**EXTRACTED TEXT:**
____________________

Growing up I enjoyed my share of cakes, cobblers, and pies, but there’s something so quick and easy about a blueberry crisp, that it’s my first choice when I’m short on prep time.
What is Blueberry Crisp?
Similar to Blueberry Crumble, it’s a baked fresh fruit dessert that traditionally has a topping made with flour and oats. A crumble usually has a streusel topping. The oats crisp up while baking and a streusel topping tends to be more dense.
This is one of my favorite desserts because I’m a fan of fresh blueberries and I love a crisp oatmeal topping.
Why this Recipe Works
- Fresh lemon juice in the filling and a touch of cinnamon in the topping enhances the flavor of the blueberries.
- Using both brown and white sugar adds a subtle sweetness to the crisp.
- The cold butter adds extra crunch to the topping.
Ingredients You’ll Need:
Blueberry Filling
- Blueberries - Fresh berries are my recommendation.
- Sugar - White granulated sugar.
- Gluten free flour blend - I use Bob’s Red Mill 1 to 1 in almost all of my baking recipes.
- Lemon juice - Using fresh lemon juice brings out the flavor of the blueberries.
- Salt - Table salt.
Crisp Topping
- Gluten free flour blend - Bob’s Red Mill 1 to 1 is my go-to brand.
- Oats - Old fashioned rolled oats (certified gluten free). It’s important to use certified gluten free oats, if you’re baking for someone with Celiac disease.
- Brown sugar - I use golden brown sugar, but light or dark brown sugar will also work.
- Sugar - White granulated sugar.
- Cinnamon - Ground cinnamon.
- Salt - Table salt.
- Butter - I always use unsalted butter when baking. Unsalted butter allows you to control the amount of salt in the recipe. For dairy free use a non-dairy butter like Earth Balance.
How to Make Fresh Blueberry Crisp
- Wash fresh blueberries and remove any stems.
- Toss in sugar, gluten free flour blend, lemon juice, and salt.
- Add to a buttered 9-inch pie dish.
- Make the crisp topping and sprinkle over the blueberry filling.
- Bake until lightly browned and bubbling.
- Serve warm.
Step By Step Instructions
(For ingredient amounts see the recipe card at the bottom of the post.)
Preheat the oven to 375 degrees F. Butter a 9-inch pie dish or 2-quart baking dish.
In a large mixing bowl, add the blueberries, lemon juice, 2 tablespoons of gluten free flour, sugar, and salt.
Toss well to combine.
Transfer the blueberry filling to the prepared baking dish and spread into an even layer.
In a medium mixing bowl, add the gluten free flour, oats, sugars, cinnamon, salt and butter.

____________________

**INFORMATION PROVIDED:**
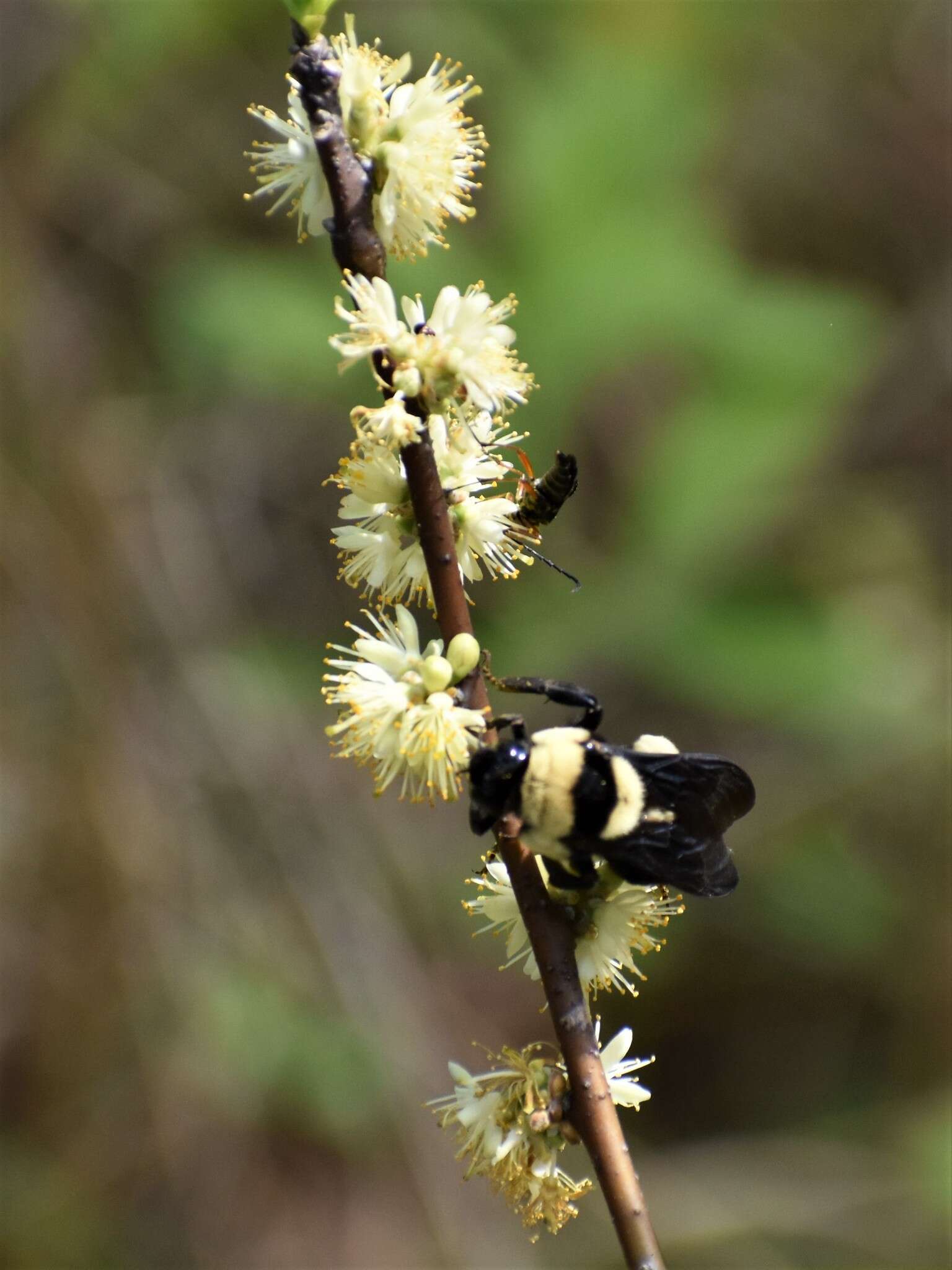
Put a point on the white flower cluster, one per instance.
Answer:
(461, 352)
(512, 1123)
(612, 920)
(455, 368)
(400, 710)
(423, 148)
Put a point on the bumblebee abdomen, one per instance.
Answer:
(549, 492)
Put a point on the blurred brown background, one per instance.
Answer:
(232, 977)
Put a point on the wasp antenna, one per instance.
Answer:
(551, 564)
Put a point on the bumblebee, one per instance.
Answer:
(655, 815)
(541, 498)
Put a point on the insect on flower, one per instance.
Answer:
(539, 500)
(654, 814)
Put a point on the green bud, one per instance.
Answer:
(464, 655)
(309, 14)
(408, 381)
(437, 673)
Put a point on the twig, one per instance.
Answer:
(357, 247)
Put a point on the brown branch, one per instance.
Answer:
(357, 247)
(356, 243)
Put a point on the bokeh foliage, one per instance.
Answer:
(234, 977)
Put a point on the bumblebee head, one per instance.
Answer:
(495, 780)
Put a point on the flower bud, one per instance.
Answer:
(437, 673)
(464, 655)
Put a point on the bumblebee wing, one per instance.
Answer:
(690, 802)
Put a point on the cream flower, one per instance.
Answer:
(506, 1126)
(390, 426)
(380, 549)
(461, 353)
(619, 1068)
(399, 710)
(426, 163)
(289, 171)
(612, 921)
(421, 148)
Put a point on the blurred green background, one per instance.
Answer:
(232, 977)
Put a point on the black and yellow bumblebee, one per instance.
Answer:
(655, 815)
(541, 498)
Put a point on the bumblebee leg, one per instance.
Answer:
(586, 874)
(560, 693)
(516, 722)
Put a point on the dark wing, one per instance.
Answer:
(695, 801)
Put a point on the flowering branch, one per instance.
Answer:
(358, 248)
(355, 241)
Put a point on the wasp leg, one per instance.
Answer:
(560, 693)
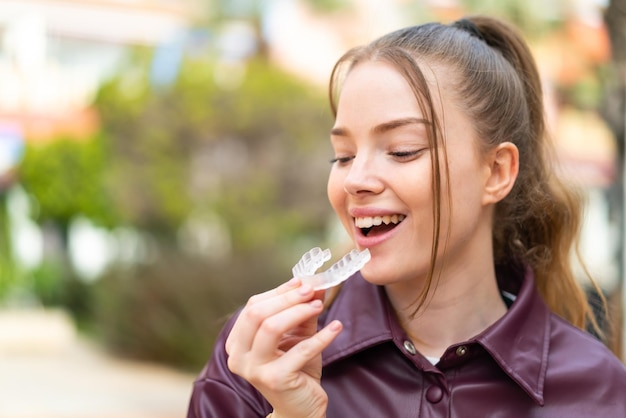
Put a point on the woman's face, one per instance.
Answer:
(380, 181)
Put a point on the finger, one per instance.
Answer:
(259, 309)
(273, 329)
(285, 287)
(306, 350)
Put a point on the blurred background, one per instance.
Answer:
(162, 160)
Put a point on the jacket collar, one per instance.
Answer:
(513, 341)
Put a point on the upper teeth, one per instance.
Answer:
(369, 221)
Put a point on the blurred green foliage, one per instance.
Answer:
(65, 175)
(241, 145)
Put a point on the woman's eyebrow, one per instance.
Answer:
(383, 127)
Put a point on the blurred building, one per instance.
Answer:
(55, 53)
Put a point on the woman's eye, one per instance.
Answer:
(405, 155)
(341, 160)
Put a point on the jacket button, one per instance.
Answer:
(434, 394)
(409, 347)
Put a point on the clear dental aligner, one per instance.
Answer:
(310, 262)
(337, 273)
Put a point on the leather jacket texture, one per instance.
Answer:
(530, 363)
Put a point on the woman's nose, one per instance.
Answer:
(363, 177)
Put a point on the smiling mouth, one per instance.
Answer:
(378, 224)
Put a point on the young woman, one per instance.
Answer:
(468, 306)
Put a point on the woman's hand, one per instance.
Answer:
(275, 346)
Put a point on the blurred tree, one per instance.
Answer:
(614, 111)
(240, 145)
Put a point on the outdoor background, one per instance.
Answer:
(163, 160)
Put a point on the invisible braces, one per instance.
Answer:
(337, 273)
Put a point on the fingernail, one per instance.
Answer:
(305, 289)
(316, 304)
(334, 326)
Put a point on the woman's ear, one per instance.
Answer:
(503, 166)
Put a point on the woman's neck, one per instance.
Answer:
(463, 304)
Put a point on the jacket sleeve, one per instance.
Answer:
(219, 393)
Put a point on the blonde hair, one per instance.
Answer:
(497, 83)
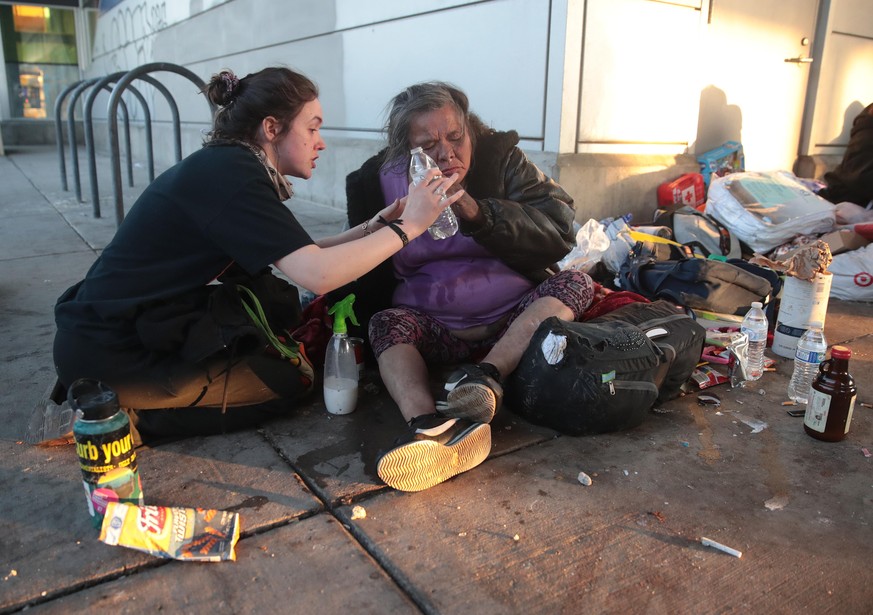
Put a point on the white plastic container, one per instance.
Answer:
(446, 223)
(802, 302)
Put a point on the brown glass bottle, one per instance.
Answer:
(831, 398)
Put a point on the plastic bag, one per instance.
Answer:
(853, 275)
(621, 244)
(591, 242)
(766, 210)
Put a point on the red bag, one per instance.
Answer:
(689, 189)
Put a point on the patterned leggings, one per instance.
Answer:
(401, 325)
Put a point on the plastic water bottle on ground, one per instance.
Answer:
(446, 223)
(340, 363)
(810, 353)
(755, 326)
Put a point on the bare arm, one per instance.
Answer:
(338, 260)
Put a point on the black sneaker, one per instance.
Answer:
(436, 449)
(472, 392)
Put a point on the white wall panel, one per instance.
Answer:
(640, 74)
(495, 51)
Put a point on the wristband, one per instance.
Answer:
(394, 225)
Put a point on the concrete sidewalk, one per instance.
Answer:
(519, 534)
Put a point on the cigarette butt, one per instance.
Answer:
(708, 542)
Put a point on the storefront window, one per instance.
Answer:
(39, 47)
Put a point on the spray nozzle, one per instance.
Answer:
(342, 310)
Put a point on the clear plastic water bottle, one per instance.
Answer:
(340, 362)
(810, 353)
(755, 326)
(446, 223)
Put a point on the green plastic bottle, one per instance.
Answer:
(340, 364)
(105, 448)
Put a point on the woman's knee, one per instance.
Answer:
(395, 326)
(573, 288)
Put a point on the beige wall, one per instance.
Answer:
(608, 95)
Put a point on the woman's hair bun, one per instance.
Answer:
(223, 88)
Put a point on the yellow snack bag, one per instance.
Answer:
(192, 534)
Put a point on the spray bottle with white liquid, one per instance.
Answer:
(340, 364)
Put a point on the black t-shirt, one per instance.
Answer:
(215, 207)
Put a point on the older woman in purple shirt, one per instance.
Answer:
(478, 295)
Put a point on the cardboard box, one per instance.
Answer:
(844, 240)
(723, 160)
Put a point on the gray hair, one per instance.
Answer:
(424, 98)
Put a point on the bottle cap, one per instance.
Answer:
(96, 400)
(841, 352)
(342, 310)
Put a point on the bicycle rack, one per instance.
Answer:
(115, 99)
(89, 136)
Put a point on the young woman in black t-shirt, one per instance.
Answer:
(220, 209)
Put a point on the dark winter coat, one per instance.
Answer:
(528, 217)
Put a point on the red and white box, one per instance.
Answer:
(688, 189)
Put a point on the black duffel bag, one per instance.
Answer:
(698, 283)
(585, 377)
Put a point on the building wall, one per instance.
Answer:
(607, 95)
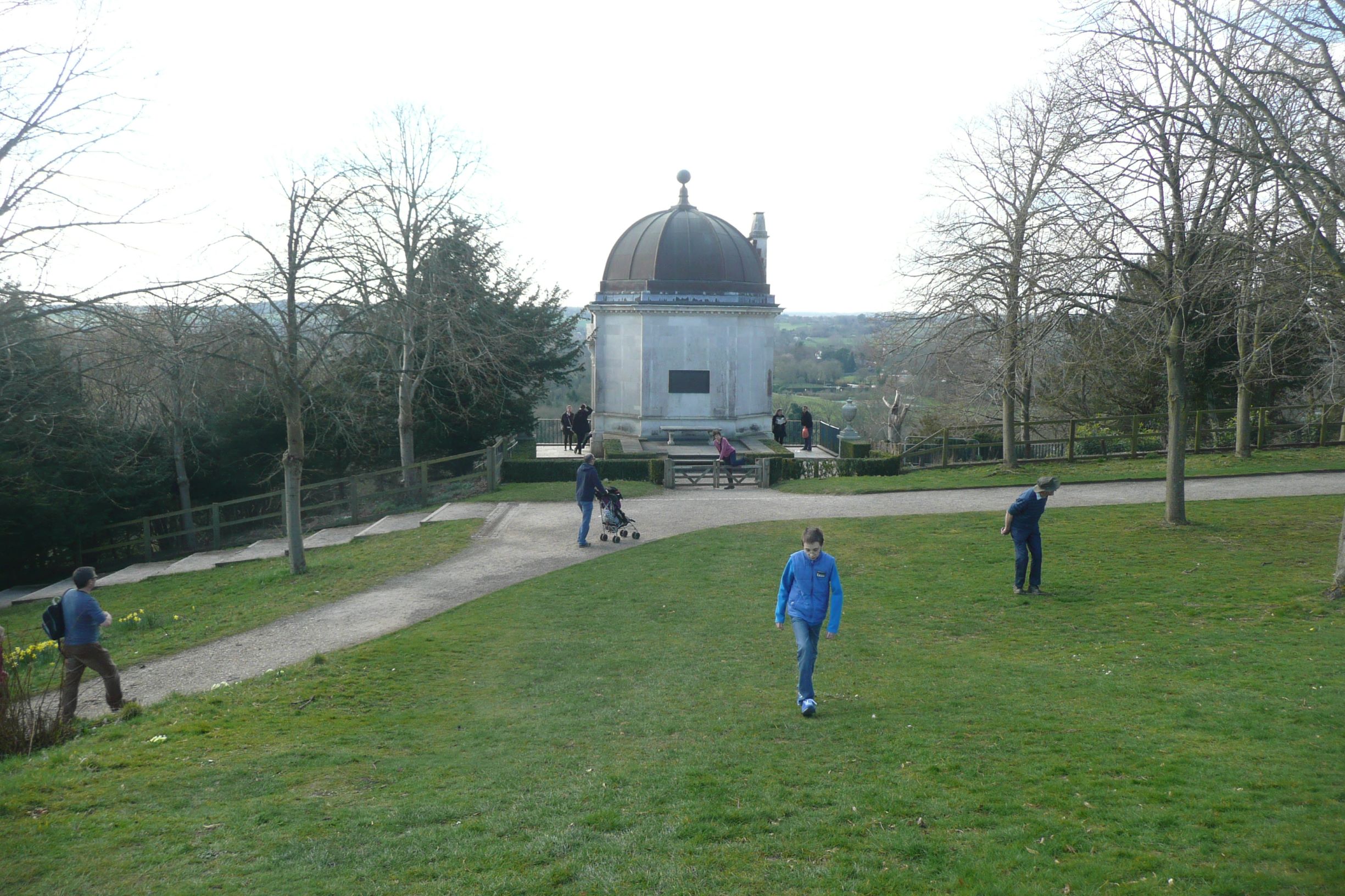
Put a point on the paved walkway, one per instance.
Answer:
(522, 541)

____________________

**PROBLEM 1:** In the blueberry crisp recipe, what oven temperature does the step-by-step section call for?
**PROBLEM 2:** Continue the blueberry crisp recipe from the point where the text stops.

**YOUR RESPONSE 1:** 375 degrees F.

**YOUR RESPONSE 2:**
Using a pastry blender, a fork, or your fingers, work the butter into the flour mixture until crumbly.
Sprinkle the crumble topping over the blueberry filling.
Bake for 25 to 30 minutes until the top is lightly browned and the blueberries are bubbling.
Allow the blueberry crisp to cool for 10 minutes before serving.
Gluten Free Flour Blend
Make sure to use a good quality all-purpose gluten free flour blend when making this blueberry crisp recipe. I use Bob’s Red Mill 1 to 1 which contains xanthan gum.
Xanthan gum helps to hold baked goods together. In traditional baking, gluten in all-purpose flour acts as the binding agent for the baked good. Gluten free baking requires a replacement for the binding agent and that’s where xanthan gum comes in.
Your results may vary depending on the gluten free flour you use. I haven’t tried using almond flour or coconut flour with this blueberry crisp recipe.
Remember to use the “spoon and level” method when measuring your gluten free flour. Simply use a spoon to scoop the flour into the measuring cup and then use the back of a table knife to level off the top. Using the measuring cup to scoop the flour directly from the canister or bag can give you more flour than needed in the recipe.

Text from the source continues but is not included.